* **WHAT IS BEING ASKED**: Quote every line of all the entries below word for word, leaving out the pictures.

Annotation data for object locations
⟨

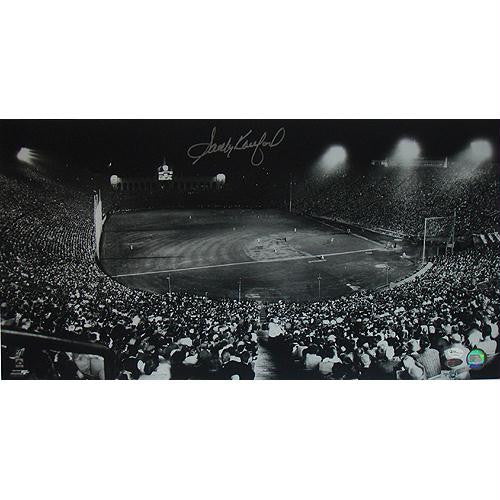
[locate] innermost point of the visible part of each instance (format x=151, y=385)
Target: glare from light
x=407, y=151
x=334, y=157
x=481, y=150
x=466, y=162
x=26, y=155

⟩

* **RESULT FOR THIS EXERCISE**:
[locate] innermost point of the visible part of each instance (format x=151, y=385)
Target: glare from light
x=407, y=151
x=334, y=157
x=481, y=150
x=466, y=162
x=26, y=155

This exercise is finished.